• Requirement:
Repeat every line of the material below exactly.

• Source material:
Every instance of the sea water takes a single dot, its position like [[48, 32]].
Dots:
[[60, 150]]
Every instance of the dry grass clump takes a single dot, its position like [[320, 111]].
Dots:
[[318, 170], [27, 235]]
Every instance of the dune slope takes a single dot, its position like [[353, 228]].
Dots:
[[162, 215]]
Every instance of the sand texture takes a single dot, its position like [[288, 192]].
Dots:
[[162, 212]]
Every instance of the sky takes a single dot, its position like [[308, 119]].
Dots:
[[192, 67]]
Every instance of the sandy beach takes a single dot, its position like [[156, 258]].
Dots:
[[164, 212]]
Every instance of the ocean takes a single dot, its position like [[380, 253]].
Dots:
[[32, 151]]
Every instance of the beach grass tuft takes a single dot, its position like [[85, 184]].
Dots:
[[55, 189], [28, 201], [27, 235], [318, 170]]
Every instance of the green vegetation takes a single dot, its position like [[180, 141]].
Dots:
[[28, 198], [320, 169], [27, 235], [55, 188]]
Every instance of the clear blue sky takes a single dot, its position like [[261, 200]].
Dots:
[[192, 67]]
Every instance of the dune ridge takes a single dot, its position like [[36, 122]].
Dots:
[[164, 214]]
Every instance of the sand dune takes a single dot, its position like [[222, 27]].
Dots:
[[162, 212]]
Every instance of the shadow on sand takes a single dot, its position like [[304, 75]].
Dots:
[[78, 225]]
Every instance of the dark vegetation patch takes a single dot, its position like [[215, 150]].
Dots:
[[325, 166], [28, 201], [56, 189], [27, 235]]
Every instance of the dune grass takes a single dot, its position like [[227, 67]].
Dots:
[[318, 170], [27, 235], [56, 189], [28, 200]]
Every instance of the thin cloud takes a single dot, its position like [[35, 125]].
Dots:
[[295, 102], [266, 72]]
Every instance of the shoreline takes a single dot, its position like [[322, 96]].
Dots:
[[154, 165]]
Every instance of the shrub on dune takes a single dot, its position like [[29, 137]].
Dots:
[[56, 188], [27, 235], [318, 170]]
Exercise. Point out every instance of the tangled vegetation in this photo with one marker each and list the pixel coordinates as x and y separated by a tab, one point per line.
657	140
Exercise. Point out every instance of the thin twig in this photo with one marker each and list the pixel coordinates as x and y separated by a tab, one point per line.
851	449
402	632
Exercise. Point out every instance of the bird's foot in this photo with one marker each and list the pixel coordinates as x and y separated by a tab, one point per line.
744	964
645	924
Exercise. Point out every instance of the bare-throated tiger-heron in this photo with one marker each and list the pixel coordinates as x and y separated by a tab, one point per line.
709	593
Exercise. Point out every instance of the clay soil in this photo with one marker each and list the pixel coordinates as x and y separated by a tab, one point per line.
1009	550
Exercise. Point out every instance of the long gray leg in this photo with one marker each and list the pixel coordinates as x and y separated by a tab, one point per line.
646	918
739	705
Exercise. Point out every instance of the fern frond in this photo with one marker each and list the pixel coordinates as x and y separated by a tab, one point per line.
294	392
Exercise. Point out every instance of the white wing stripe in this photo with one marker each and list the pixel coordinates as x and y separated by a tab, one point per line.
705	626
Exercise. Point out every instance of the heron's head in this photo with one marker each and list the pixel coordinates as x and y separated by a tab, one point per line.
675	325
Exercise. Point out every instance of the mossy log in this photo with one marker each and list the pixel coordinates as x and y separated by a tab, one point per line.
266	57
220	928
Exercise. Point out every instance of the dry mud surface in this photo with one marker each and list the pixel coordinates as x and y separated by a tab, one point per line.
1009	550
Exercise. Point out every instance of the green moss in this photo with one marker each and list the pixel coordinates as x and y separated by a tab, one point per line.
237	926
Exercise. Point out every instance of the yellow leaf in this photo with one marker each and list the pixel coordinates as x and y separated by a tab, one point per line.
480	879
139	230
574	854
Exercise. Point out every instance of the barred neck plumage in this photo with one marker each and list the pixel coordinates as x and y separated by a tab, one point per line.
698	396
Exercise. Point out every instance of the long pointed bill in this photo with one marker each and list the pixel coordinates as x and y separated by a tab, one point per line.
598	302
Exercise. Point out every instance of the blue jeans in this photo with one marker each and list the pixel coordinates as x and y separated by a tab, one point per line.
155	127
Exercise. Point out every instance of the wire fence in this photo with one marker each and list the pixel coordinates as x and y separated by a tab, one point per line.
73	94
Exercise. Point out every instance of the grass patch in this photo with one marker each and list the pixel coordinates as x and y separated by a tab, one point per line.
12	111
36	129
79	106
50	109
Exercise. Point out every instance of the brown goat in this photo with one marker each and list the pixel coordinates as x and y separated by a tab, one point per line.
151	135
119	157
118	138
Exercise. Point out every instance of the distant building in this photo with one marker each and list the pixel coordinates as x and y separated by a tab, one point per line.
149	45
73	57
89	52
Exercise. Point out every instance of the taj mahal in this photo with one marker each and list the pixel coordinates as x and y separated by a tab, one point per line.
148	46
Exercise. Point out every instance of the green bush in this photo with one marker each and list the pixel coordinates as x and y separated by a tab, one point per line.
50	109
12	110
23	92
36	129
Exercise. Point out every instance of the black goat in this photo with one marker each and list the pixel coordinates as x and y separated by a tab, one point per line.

• Written answer:
Every instance of the sea water takes a single dot, its position like [[48, 32]].
Dots:
[[60, 150]]
Every instance of the dry grass clump takes a single dot, its position like [[320, 111]].
Dots:
[[318, 170], [27, 235]]
Every instance of the dune slope takes a single dot, its position like [[353, 228]].
Dots:
[[162, 215]]
Every instance of the sand texture takes a single dot, its position like [[288, 192]].
Dots:
[[162, 212]]
Every instance of the sky takes a single dot, its position like [[308, 119]].
Dots:
[[192, 67]]
Every instance of the sandy beach takes a single dot, its position like [[156, 258]].
Dots:
[[164, 212]]
Every instance of the ocean takes a single dot, its position like [[380, 253]].
Dots:
[[32, 151]]
Every instance of the beach grass tuft takes a single dot, its position like [[85, 184]].
Dots:
[[55, 189], [28, 201], [27, 235], [318, 170]]
Every instance of the green vegetation takes a single dot, its position like [[180, 141]].
Dots:
[[28, 198], [320, 169], [27, 235], [55, 188]]
Every instance of the clear blue sky takes a single dot, its position like [[261, 200]].
Dots:
[[192, 67]]
Every instance of the dune ridge takes a single dot, its position like [[36, 122]].
Dots:
[[164, 214]]
Every instance of the sand dune takes a single dot, its position like [[222, 27]].
Dots:
[[162, 212]]
Every instance of the shadow on sand takes a single dot, its position like [[304, 75]].
Dots:
[[78, 225]]
Every instance of the dark vegetation patch takes a single dot, its position like [[215, 150]].
Dots:
[[325, 166], [28, 201], [56, 189], [27, 235]]
Every instance of the dune grass takes a single dot, its position like [[227, 67]].
Dots:
[[318, 170], [27, 235], [56, 189], [28, 200]]
Every instance of the thin cloud takes a single dot, its position like [[35, 125]].
Dots:
[[295, 102], [266, 72]]
Every instance of the shoreline takes a single dot, its position like [[322, 96]].
Dots:
[[154, 165]]
Every instance of the shrub on dune takes a single dot, its position like [[29, 137]].
Dots:
[[56, 188], [27, 235], [318, 170]]
Exercise. Point out every instance of the tangled vegetation in this photo with one marker each and list the pixel coordinates as x and y separated by a tab, one point per line.
657	140
Exercise. Point out every instance of the thin twig in this photo with one marker each and list the pixel coordinates as x and y separated by a tab, one point per line.
851	449
402	632
Exercise. Point out every instance of the bird's foot in this photo with one marker each and list the pixel coordinates as x and y separated by a tab, one point per line.
744	964
645	924
Exercise. Point out every instance of the bare-throated tiger-heron in this photo with one marker each and list the pixel coordinates as x and y separated by a tab, one point per line.
709	593
Exercise. Point out every instance of the clay soil in this photo with one marker each and list the pixel coordinates as x and y separated by a tab, one point per line.
1009	550
Exercise. Point out every instance of the long gray leg in this photo with one marker each and list the pixel coordinates as x and y separated by a tab, one point per line.
646	918
739	705
Exercise. Point out every instance of the fern frond in this photo with one marker each and list the pixel coordinates as x and y separated by a tab, one point per line.
294	392
Exercise. Point out every instance of the white wing stripe in this photo with one marker each and list the pixel coordinates as x and y separated by a tab, one point per line.
705	626
Exercise. Point out every instance of the heron's head in this photo with one marker each and list the pixel coordinates as x and y separated by a tab, one point per line.
675	325
Exercise. Point out every instance of the mossy log in this photo with one marker each and list the pixel coordinates as x and y separated by a tab, one point per line.
266	57
220	928
Exercise. Point out every instance of the dry mud surface in this photo with one marker each and list the pixel coordinates as x and y separated by a tab, one point per line.
1009	550
Exercise. Point out every instance of the green moss in this photo with one marker each and list the pixel coordinates as x and y separated by a tab, one point per line.
237	926
Exercise. Point out every instance of the yellow leaf in this photo with one marker each and list the pixel coordinates as x and y separated by a tab, one point per line.
480	879
139	230
574	854
Exercise. Point out every instance of the barred neck plumage in this photo with one marker each and list the pixel coordinates as x and y separated by a tab, one point per line.
698	396
Exercise. Point out every instance of the long pointed bill in this photo with one marker each and list the pixel coordinates as x and y separated by a tab, one point per line.
598	302
Exercise. Point out every instance of the blue jeans in this photo with one marker each and list the pixel coordinates as x and y separated by a tab, one point per line.
155	127
Exercise. Point out every instance of the wire fence in this photo with one marker each and list the pixel coordinates as x and y separated by a tab, one point per line.
73	94
Exercise. Point out every instance of the grass patch in this photo with one marker each and list the pixel coordinates as x and y separated by a tab, one point per line.
12	111
36	129
79	106
50	109
Exercise. Point out every instance of the brown goat in this photo with one marker each and list the pixel coordinates as x and y separated by a tab, one point per line.
151	135
119	157
118	138
Exercise. Point out every instance of the distant building in this photo with one marker each and list the pixel coordinates as x and y separated by a tab, one point per line.
149	45
73	57
89	52
Exercise. Point out every instance of the taj mahal in this photo with one marker each and list the pixel coordinates as x and y separated by a tab, one point per line.
148	46
Exercise. Point out every instance of the green bush in this photo with one marker each and list the pixel coordinates as x and y separated by a tab, one point per line.
50	109
12	110
23	92
36	129
Exercise. Point out every instance of the black goat in this photo with one marker each and list the pixel coordinates as x and y separated by a tab, one point per line.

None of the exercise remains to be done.